TASK INPUTS Block Start

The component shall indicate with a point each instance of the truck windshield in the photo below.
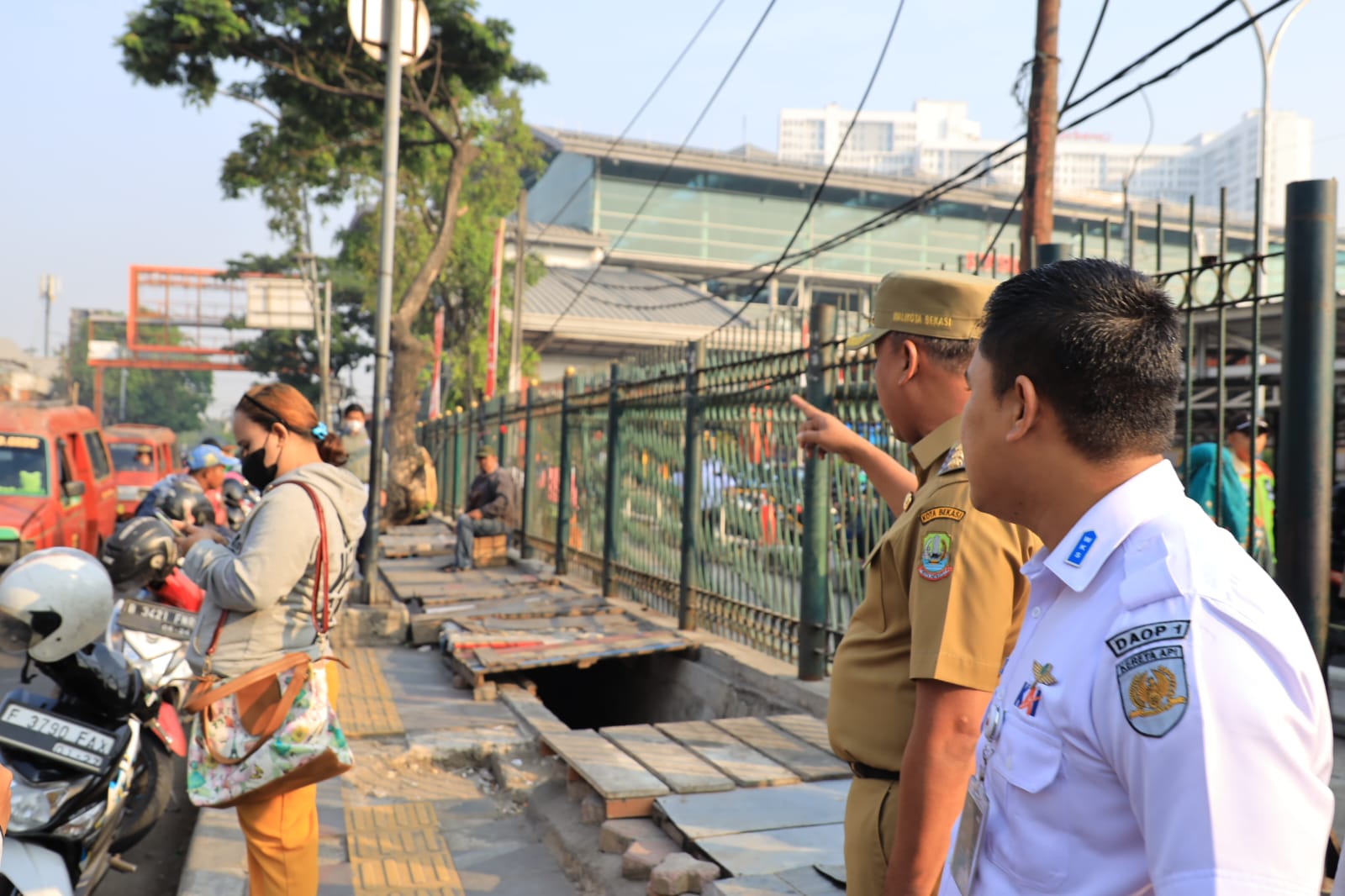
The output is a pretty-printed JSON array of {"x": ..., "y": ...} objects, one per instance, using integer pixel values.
[
  {"x": 24, "y": 466},
  {"x": 132, "y": 456}
]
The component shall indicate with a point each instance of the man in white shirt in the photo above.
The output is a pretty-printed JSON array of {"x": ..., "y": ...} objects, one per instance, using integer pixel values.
[{"x": 1163, "y": 723}]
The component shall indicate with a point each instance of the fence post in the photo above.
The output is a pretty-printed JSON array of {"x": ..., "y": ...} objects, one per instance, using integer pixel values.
[
  {"x": 686, "y": 609},
  {"x": 525, "y": 549},
  {"x": 457, "y": 461},
  {"x": 817, "y": 503},
  {"x": 562, "y": 499},
  {"x": 614, "y": 474},
  {"x": 1306, "y": 437}
]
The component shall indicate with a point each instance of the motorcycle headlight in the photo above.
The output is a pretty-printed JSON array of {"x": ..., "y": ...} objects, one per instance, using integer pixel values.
[
  {"x": 82, "y": 822},
  {"x": 33, "y": 806}
]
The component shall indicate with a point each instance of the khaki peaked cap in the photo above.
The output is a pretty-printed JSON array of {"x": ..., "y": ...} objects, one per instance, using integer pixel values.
[{"x": 927, "y": 303}]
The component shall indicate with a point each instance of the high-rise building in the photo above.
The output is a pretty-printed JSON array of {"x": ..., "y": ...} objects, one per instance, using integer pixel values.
[{"x": 938, "y": 140}]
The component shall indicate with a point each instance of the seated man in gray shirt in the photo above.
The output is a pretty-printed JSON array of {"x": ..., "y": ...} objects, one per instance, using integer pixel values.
[{"x": 491, "y": 506}]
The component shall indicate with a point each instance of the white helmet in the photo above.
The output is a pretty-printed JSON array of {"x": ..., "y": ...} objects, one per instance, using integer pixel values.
[{"x": 53, "y": 603}]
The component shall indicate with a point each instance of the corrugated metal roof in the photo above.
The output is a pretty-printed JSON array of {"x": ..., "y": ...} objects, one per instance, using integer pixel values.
[{"x": 619, "y": 293}]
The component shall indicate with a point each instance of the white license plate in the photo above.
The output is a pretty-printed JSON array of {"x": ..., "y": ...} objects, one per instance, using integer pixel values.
[{"x": 69, "y": 739}]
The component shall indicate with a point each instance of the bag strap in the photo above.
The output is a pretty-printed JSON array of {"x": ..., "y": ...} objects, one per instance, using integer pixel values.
[{"x": 322, "y": 576}]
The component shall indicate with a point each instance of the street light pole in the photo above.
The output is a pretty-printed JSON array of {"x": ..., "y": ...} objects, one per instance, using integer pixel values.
[
  {"x": 1268, "y": 55},
  {"x": 383, "y": 316}
]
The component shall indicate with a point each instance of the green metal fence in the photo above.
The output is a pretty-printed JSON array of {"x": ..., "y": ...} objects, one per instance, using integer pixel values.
[{"x": 676, "y": 479}]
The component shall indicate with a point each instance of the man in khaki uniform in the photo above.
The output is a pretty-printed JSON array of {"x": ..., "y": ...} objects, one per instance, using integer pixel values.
[{"x": 943, "y": 602}]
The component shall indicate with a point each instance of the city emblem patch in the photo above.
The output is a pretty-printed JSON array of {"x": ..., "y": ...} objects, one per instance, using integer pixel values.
[
  {"x": 936, "y": 557},
  {"x": 1029, "y": 696},
  {"x": 1153, "y": 689}
]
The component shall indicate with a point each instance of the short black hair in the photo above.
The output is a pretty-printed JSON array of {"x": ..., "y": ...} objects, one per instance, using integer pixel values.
[
  {"x": 1102, "y": 345},
  {"x": 954, "y": 354}
]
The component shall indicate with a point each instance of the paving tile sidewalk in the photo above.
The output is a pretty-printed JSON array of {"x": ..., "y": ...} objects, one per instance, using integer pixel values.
[{"x": 400, "y": 822}]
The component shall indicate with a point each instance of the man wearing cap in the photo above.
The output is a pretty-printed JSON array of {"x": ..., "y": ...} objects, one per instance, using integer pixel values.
[
  {"x": 943, "y": 600},
  {"x": 206, "y": 465},
  {"x": 1234, "y": 474},
  {"x": 491, "y": 508}
]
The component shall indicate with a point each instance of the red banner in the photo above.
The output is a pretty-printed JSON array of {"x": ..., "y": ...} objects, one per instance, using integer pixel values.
[
  {"x": 493, "y": 338},
  {"x": 435, "y": 394}
]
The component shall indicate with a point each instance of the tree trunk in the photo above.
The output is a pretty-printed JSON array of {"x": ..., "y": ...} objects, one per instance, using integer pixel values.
[{"x": 407, "y": 479}]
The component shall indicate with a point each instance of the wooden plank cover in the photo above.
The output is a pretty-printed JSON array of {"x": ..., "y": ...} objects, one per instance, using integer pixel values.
[
  {"x": 676, "y": 766},
  {"x": 806, "y": 728},
  {"x": 607, "y": 768},
  {"x": 804, "y": 759},
  {"x": 746, "y": 766}
]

TASK INPUTS Block End

▸ YOUR GOAL
An exact copy of all the records, free of pictures, is the expected answer.

▸ RESPONSE TO THE TASK
The component shall indicate with a point each instance of the truck windshield in the photo below.
The output is a pretty-printed JSON array of {"x": ..., "y": ...} objects, one per instance, using integer pixel values.
[
  {"x": 24, "y": 466},
  {"x": 132, "y": 456}
]
The component shall indicate with a point each instance of the man in white shirt in the photo above.
The output is a pretty-printed JSON array of {"x": ..., "y": ...} objects, one per instance, using integer pixel values.
[{"x": 1163, "y": 723}]
The component shall indicate with a point each instance of the fence post in the photo above.
The output is a pretty-printed JSON array of {"x": ..., "y": ...} objects, one per instance, using integer pixel values.
[
  {"x": 686, "y": 609},
  {"x": 525, "y": 549},
  {"x": 457, "y": 461},
  {"x": 817, "y": 503},
  {"x": 562, "y": 499},
  {"x": 614, "y": 474},
  {"x": 1306, "y": 437}
]
The component shall indicate with a point each instance of the motorcycle headlight in the photo above.
The output is a pretty-printed JSON array of {"x": ..., "y": ...} objects, one per instance, using integer pixel values.
[
  {"x": 82, "y": 822},
  {"x": 33, "y": 806}
]
The component shall indicate with a point each instance of the khaki peaked cap in the photo above.
The output is a pretty-printed JSON array of {"x": ..., "y": ...} objects, one per instance, using integer pixel values.
[{"x": 927, "y": 303}]
The component shall indicate with a point each instance of the high-rise building in the photo above.
The output is a pretty-printed JSON array of {"x": ..., "y": ...} objects, one per instance, using integer pixel values.
[{"x": 938, "y": 140}]
The component shall indicate with a point each instance of the seated man in gray shirt in the photo above.
The output is a pretty-printed JSON array of {"x": ..., "y": ...} objects, one per instance, using integer pixel values.
[{"x": 491, "y": 506}]
The component shall indicate with a point each instance of the white helmet in the photo above.
The output is a pretty-printed JSON array of {"x": ..., "y": ...} objects, one per instance, using integer pixel values.
[{"x": 53, "y": 603}]
The component shall indicate with a point each instance of the corrugated metal roof in the photo above.
The output is a pretty-printed JSON array of {"x": ..., "y": ...} objects, one per instance, using integer pixel values.
[{"x": 619, "y": 293}]
The component shall indicate with a point each instance of the white license plate in the photo above.
The output is a pretty-printed JSON array of {"x": ..., "y": ...} objects, one per instance, using integer pixel values.
[{"x": 69, "y": 739}]
The component shall indicate with a point each instance of the bag strap in the photo above.
The output is a pretty-printed JSON array of {"x": ..., "y": ...} objects, one per instance, using integer pixel values.
[{"x": 322, "y": 576}]
The component shall indicate with a point each instance of the street light pole in the photo above.
The output is a pretty-printed JSON array of {"x": ..., "y": ...} objects, one per instance, using integer pixel values.
[
  {"x": 1268, "y": 55},
  {"x": 383, "y": 316}
]
The component shall indicate with a point each instance of the green metal fence in the photo above.
The output is a pretty-printed JSON array of {"x": ..., "y": ...} objects, one per instance, using integer pixel values.
[{"x": 676, "y": 479}]
The component shall indicate with a point each instance of the man in khaki uniform in the photo above.
The output is a pretty-printed JSON array of {"x": ..., "y": ...} objects, one per instance, using integer pixel values.
[{"x": 943, "y": 602}]
The component shall indicate with a point each instance of the city emblem patch in the photo above.
The output is a pretty-printed JSON array of {"x": ..., "y": ...} objects, one per instance, using integer pixel values.
[
  {"x": 936, "y": 557},
  {"x": 1029, "y": 696},
  {"x": 1153, "y": 689}
]
The component shall indicate with a point each instance of the short black hair in the photo above.
The output is a pretty-printed JSON array of {"x": ..., "y": ...} objects, one per instance, using integer pixel values.
[
  {"x": 1102, "y": 345},
  {"x": 954, "y": 354}
]
The component shall indicate with a point each instance of the paving tile sidewalk in the photo above.
The output is a pretty-printed JSON array of {"x": ..., "y": ...} objects, one per instance, using integer pixel values.
[{"x": 400, "y": 822}]
The component shall indicate with a point each instance of the man wearing cap in the photo above.
The output is a pretty-printed JSON array of {"x": ..., "y": ...} objects, one per instance, using integer pixel values.
[
  {"x": 943, "y": 600},
  {"x": 206, "y": 465},
  {"x": 1234, "y": 474},
  {"x": 491, "y": 508}
]
The component shall indicate with a point each instance of the red banner in the photo above.
The output is a pretty-printed JSON array of {"x": ..., "y": ...} objects, one per instance, using integer pixel values.
[
  {"x": 493, "y": 338},
  {"x": 435, "y": 394}
]
The component shall indicate with a point each instance of the tree trunk in the photo above.
The output is a pretty-printed JSON array of {"x": ..., "y": ...} objects, one per instance, using integer pixel values.
[{"x": 407, "y": 479}]
The component shall indicate with a point each instance of the wooden plank cover in the photo above.
The output is a pretty-printed JSON array of {"x": ..., "y": ...} objects, one per instance, using integer pixel values.
[
  {"x": 676, "y": 766},
  {"x": 806, "y": 728},
  {"x": 607, "y": 768},
  {"x": 804, "y": 759},
  {"x": 746, "y": 766}
]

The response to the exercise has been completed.